## RECORDS SUPPLIED
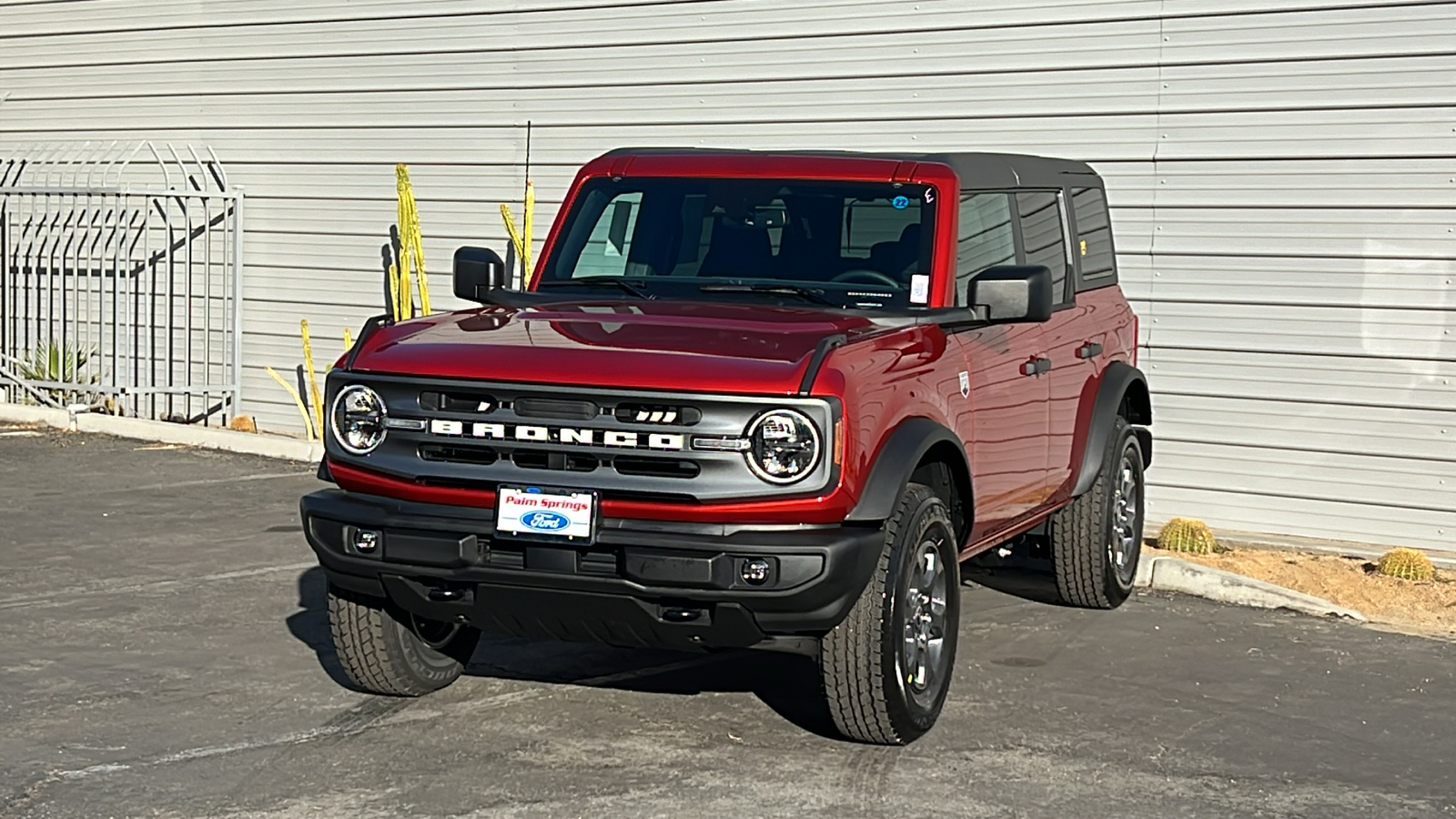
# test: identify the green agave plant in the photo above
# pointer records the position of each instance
(58, 361)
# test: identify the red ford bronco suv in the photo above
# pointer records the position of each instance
(746, 401)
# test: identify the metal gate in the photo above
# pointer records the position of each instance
(120, 280)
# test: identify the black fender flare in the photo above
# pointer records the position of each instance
(1117, 379)
(895, 462)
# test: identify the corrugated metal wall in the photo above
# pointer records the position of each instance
(1283, 175)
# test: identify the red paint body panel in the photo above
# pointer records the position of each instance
(683, 346)
(1021, 435)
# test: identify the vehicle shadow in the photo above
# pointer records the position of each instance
(310, 624)
(786, 683)
(1023, 573)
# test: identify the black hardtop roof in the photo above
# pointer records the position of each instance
(976, 169)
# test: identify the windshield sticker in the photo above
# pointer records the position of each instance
(919, 288)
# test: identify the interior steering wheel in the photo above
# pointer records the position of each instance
(866, 276)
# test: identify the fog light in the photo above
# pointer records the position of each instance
(364, 541)
(754, 571)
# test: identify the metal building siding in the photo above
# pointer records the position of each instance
(1281, 175)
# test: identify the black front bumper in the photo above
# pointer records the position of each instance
(641, 583)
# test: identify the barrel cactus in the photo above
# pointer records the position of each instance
(1407, 564)
(1187, 535)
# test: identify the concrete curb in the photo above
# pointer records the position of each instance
(206, 438)
(1241, 540)
(1172, 574)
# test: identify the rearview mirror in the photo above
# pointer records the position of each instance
(477, 273)
(1012, 293)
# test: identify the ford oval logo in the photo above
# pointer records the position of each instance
(545, 521)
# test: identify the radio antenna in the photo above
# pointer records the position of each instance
(526, 194)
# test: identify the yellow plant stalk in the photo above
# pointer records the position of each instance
(313, 375)
(298, 399)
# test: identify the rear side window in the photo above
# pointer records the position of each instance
(1094, 235)
(986, 239)
(1041, 232)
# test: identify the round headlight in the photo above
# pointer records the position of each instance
(783, 446)
(359, 420)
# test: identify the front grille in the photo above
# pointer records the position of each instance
(621, 443)
(655, 467)
(555, 409)
(478, 455)
(560, 460)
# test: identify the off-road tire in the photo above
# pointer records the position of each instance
(859, 659)
(382, 653)
(1084, 554)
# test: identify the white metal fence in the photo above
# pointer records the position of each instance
(120, 280)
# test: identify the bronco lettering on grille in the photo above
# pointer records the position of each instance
(557, 435)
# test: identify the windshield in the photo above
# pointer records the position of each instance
(842, 244)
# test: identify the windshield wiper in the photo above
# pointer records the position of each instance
(597, 281)
(772, 288)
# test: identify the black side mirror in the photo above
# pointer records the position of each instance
(1012, 293)
(477, 273)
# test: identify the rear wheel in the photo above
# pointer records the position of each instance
(1098, 538)
(887, 666)
(388, 651)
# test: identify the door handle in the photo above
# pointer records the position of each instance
(1036, 366)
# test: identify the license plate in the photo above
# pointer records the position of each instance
(536, 511)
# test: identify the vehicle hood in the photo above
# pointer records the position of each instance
(672, 346)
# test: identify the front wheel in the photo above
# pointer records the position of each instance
(1098, 538)
(887, 666)
(386, 651)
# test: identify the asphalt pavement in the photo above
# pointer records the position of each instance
(164, 652)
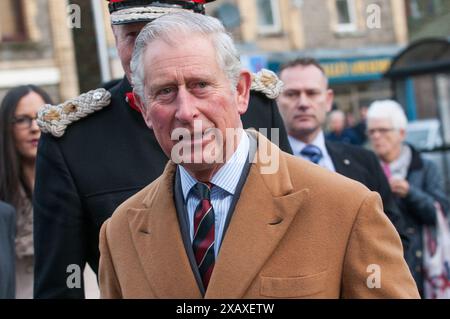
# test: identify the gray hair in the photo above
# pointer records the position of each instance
(186, 24)
(390, 110)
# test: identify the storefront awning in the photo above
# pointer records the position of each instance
(421, 57)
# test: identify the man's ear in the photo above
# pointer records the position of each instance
(330, 99)
(243, 91)
(144, 110)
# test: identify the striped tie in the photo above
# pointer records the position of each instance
(203, 243)
(312, 152)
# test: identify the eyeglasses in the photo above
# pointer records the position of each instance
(381, 130)
(23, 121)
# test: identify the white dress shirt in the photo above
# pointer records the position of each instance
(297, 146)
(224, 183)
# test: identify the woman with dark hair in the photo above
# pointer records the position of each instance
(19, 136)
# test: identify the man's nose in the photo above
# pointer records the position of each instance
(186, 109)
(303, 101)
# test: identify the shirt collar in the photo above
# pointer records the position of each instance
(227, 177)
(297, 145)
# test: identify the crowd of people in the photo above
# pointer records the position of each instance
(107, 191)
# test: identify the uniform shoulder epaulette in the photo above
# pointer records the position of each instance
(54, 119)
(267, 82)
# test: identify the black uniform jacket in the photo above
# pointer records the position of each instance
(83, 176)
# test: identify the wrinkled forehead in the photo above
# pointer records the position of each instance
(133, 11)
(304, 77)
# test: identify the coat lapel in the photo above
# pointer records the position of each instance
(156, 229)
(264, 212)
(341, 162)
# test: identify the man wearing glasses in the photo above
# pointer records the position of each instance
(304, 103)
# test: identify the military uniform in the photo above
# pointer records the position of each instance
(100, 159)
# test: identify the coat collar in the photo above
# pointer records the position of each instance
(259, 222)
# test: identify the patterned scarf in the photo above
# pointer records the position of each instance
(24, 227)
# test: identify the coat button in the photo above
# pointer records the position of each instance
(30, 269)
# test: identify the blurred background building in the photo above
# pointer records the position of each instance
(36, 47)
(67, 47)
(355, 40)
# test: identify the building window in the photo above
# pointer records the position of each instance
(12, 28)
(268, 16)
(346, 16)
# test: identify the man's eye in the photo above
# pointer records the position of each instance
(200, 85)
(165, 91)
(22, 119)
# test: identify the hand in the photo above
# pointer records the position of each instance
(399, 187)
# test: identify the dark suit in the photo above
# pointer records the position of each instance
(363, 166)
(7, 251)
(83, 176)
(284, 240)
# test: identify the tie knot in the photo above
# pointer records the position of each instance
(203, 190)
(312, 152)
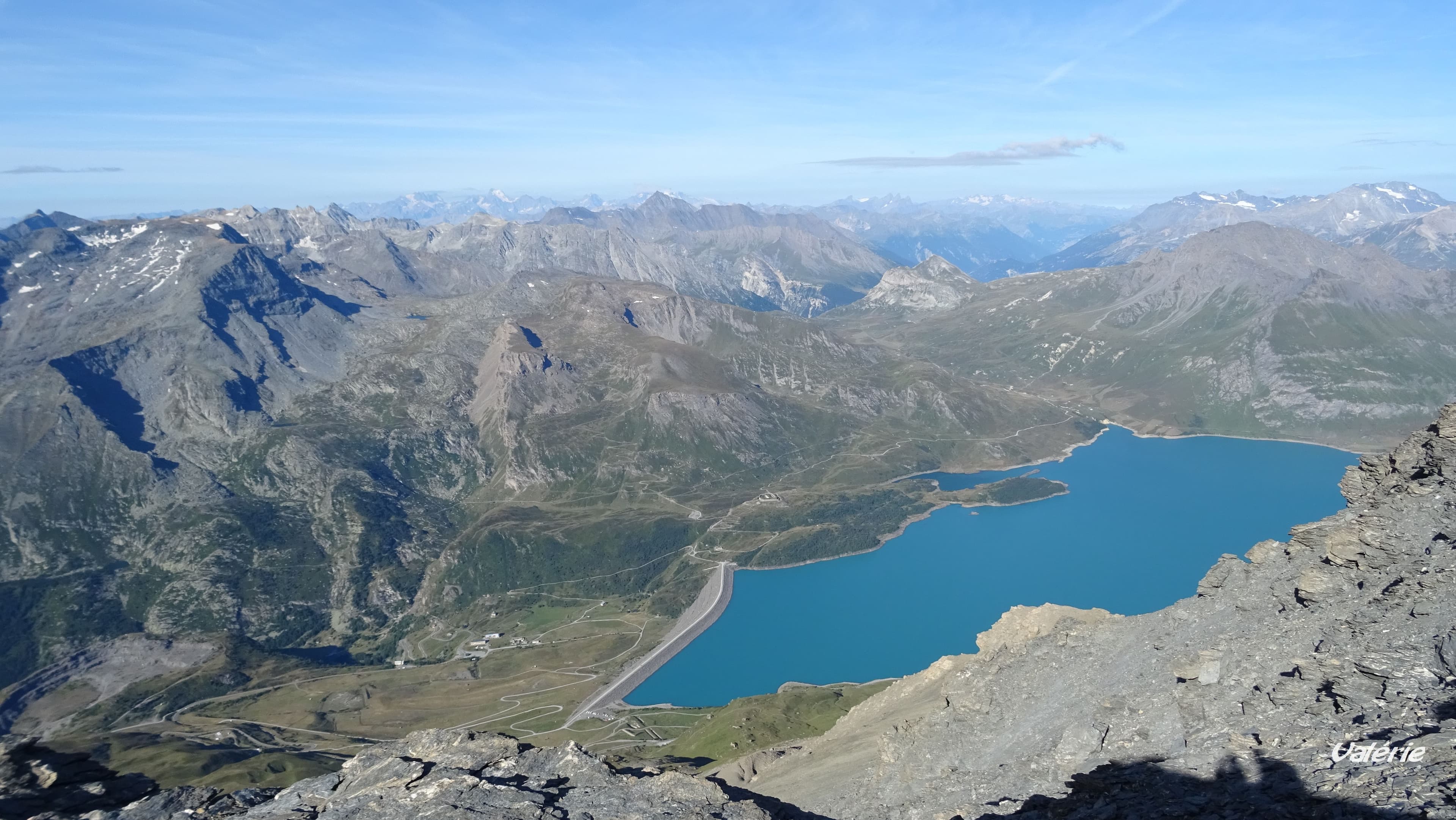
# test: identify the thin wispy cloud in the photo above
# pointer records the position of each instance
(1062, 71)
(53, 169)
(1168, 9)
(1011, 154)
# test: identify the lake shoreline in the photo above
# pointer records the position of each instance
(829, 628)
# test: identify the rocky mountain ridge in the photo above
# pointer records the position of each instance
(1366, 213)
(731, 254)
(254, 441)
(1247, 330)
(1340, 635)
(1314, 678)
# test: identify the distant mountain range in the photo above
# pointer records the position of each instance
(731, 254)
(988, 237)
(435, 207)
(302, 426)
(1248, 328)
(1350, 216)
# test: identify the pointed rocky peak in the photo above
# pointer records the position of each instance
(935, 268)
(40, 221)
(934, 285)
(338, 215)
(666, 204)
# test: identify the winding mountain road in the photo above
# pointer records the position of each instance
(695, 619)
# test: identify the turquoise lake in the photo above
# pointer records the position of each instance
(1141, 525)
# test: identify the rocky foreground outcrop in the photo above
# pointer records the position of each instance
(1315, 679)
(1229, 704)
(450, 775)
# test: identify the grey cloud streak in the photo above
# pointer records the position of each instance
(53, 169)
(1011, 154)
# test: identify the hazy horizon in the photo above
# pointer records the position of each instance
(152, 108)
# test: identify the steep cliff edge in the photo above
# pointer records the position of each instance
(1228, 701)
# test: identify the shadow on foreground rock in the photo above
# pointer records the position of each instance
(36, 780)
(1132, 792)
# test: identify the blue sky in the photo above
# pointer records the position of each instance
(280, 104)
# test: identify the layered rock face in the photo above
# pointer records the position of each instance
(1234, 702)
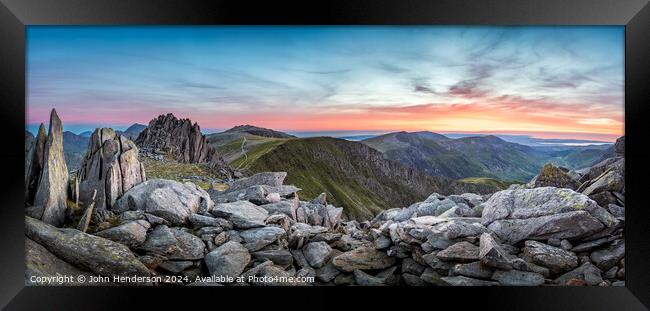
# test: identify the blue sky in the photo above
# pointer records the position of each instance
(562, 82)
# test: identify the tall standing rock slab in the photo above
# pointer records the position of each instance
(111, 167)
(51, 192)
(35, 165)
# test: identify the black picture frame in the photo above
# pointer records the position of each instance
(15, 15)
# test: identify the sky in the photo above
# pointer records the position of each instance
(546, 82)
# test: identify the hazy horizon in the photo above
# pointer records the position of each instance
(545, 82)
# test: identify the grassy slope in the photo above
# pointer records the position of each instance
(318, 165)
(182, 172)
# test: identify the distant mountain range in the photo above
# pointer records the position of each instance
(367, 173)
(479, 156)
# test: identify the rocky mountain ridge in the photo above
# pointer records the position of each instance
(181, 140)
(476, 156)
(259, 231)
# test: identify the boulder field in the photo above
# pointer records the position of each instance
(260, 233)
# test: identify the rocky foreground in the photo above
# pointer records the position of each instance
(111, 225)
(262, 233)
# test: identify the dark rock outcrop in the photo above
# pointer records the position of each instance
(182, 141)
(51, 193)
(178, 138)
(110, 168)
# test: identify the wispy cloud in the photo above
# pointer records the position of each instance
(553, 79)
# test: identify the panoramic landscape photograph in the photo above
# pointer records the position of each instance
(325, 155)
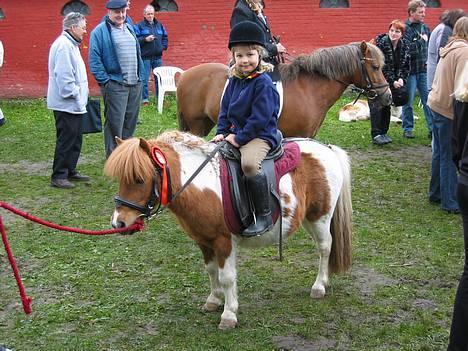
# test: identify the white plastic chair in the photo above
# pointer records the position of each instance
(166, 82)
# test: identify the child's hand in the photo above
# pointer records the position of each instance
(231, 139)
(218, 138)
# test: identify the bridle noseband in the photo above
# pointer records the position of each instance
(165, 195)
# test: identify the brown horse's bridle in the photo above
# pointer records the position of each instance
(371, 90)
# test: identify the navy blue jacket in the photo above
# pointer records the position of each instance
(397, 62)
(418, 46)
(152, 49)
(103, 61)
(250, 109)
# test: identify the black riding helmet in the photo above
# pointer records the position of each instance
(246, 32)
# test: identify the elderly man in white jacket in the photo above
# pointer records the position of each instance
(67, 96)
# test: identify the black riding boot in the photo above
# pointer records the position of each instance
(260, 195)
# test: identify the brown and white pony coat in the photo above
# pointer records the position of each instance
(316, 195)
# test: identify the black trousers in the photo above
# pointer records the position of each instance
(458, 340)
(380, 119)
(69, 138)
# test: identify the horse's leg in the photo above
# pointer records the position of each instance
(228, 279)
(215, 299)
(320, 231)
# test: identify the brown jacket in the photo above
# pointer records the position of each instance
(453, 58)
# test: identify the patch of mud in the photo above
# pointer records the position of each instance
(27, 167)
(298, 343)
(367, 280)
(424, 304)
(42, 168)
(411, 154)
(25, 206)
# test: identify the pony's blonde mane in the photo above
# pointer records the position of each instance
(129, 163)
(332, 63)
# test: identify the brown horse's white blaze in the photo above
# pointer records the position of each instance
(317, 195)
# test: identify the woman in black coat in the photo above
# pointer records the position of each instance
(252, 10)
(396, 71)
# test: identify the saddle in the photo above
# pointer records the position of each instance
(236, 201)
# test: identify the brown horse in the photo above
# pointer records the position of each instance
(312, 84)
(316, 195)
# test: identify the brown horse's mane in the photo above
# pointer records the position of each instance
(129, 163)
(332, 63)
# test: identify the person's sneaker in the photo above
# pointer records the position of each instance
(408, 134)
(379, 140)
(79, 177)
(61, 183)
(387, 138)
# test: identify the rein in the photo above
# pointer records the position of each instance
(166, 198)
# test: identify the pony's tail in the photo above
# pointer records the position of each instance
(341, 227)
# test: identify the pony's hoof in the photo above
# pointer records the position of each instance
(210, 307)
(317, 292)
(227, 324)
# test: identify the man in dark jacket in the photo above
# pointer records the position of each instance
(153, 41)
(417, 34)
(252, 10)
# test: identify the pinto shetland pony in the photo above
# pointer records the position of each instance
(316, 195)
(311, 84)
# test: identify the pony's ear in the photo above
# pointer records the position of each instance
(145, 146)
(363, 48)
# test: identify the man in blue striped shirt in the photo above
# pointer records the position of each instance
(116, 64)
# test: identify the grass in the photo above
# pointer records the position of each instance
(144, 292)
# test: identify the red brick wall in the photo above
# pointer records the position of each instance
(197, 32)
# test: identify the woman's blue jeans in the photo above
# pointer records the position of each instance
(443, 185)
(416, 81)
(149, 64)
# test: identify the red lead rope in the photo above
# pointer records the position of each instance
(26, 300)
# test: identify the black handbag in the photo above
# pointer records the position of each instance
(400, 95)
(92, 118)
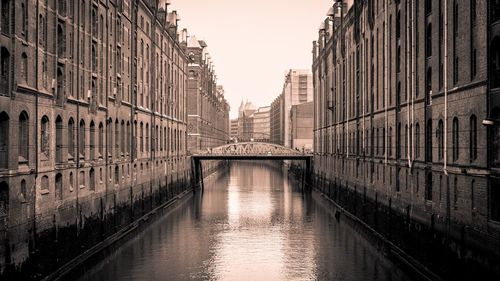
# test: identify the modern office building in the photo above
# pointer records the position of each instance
(297, 89)
(301, 126)
(207, 109)
(261, 124)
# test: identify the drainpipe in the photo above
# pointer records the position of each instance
(36, 127)
(408, 81)
(445, 70)
(414, 83)
(386, 47)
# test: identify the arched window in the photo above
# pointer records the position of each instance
(24, 21)
(110, 138)
(398, 150)
(81, 179)
(41, 31)
(440, 138)
(71, 138)
(4, 71)
(117, 175)
(94, 22)
(428, 143)
(92, 179)
(61, 41)
(428, 41)
(81, 139)
(417, 140)
(428, 187)
(5, 17)
(59, 134)
(4, 140)
(473, 138)
(71, 181)
(44, 183)
(127, 139)
(405, 143)
(428, 6)
(389, 138)
(455, 133)
(117, 138)
(4, 199)
(92, 140)
(142, 137)
(60, 92)
(428, 87)
(23, 137)
(24, 67)
(122, 137)
(24, 190)
(147, 138)
(495, 60)
(58, 191)
(44, 136)
(93, 53)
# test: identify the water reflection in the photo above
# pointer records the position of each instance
(248, 225)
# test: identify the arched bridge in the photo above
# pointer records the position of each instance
(257, 151)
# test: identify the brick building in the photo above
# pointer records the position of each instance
(401, 90)
(208, 110)
(92, 122)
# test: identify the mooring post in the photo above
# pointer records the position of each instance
(200, 169)
(308, 173)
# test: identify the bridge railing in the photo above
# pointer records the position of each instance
(253, 148)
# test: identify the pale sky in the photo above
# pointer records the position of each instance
(253, 42)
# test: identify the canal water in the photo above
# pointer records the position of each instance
(251, 223)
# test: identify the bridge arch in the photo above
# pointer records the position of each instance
(248, 151)
(252, 149)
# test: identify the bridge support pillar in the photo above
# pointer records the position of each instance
(197, 171)
(308, 173)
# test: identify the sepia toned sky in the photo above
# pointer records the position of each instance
(253, 42)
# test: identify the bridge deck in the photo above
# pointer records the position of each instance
(251, 157)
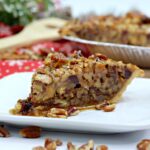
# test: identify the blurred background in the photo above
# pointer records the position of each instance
(15, 15)
(104, 6)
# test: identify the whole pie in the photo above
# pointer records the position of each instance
(67, 83)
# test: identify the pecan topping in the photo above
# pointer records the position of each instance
(73, 111)
(70, 146)
(39, 148)
(30, 132)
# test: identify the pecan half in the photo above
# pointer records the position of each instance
(30, 132)
(4, 132)
(39, 148)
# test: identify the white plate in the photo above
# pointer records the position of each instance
(131, 114)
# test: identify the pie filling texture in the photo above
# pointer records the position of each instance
(76, 81)
(132, 29)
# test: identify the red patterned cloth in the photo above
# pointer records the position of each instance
(8, 67)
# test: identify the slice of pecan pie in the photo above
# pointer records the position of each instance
(72, 82)
(132, 28)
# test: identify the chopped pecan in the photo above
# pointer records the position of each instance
(144, 144)
(70, 146)
(58, 142)
(4, 132)
(30, 132)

## PROMPT
Beginning with the line that contains "# test: identify the bridge support", repeat every remaining line of the data exactly, the last line included, and omit pictures.

## TASK RESPONSE
# test: identify the bridge support pillar in the photo above
# pointer records the position of each instance
(197, 171)
(308, 173)
# test: identify the sepia toned sky in the photo above
# pointer records the position of each instance
(253, 42)
# test: identify the bridge deck in the photo above
# pointer records the position of each instance
(251, 157)
# test: identify the blurred background in the photo above
# pointer records the position of each instance
(15, 15)
(104, 6)
# test: identify the whole pie in the photo above
# pointer records the position of each instance
(67, 83)
# test: identify the pecan topping in the photo above
# pointer records the position of each instance
(73, 111)
(70, 146)
(39, 148)
(30, 132)
# test: identify the pecan half in the photo above
# pointer records the position of each instance
(30, 132)
(4, 132)
(39, 148)
# test: identify the white plate in the photo above
# pointer records the position of each instance
(131, 114)
# test: identify the pie filling texture in the photo above
# pointer records the position of each instance
(76, 81)
(132, 29)
# test: identify the red patterned cloth in the photo above
# pointer records the position of each instance
(8, 67)
# test: identify the slice of pecan pie in the photo above
# pointer records the position of each instance
(72, 82)
(132, 28)
# test: identify the chopped pecan in the photo above
# pointer records the position of each instance
(144, 144)
(70, 146)
(58, 142)
(4, 132)
(30, 132)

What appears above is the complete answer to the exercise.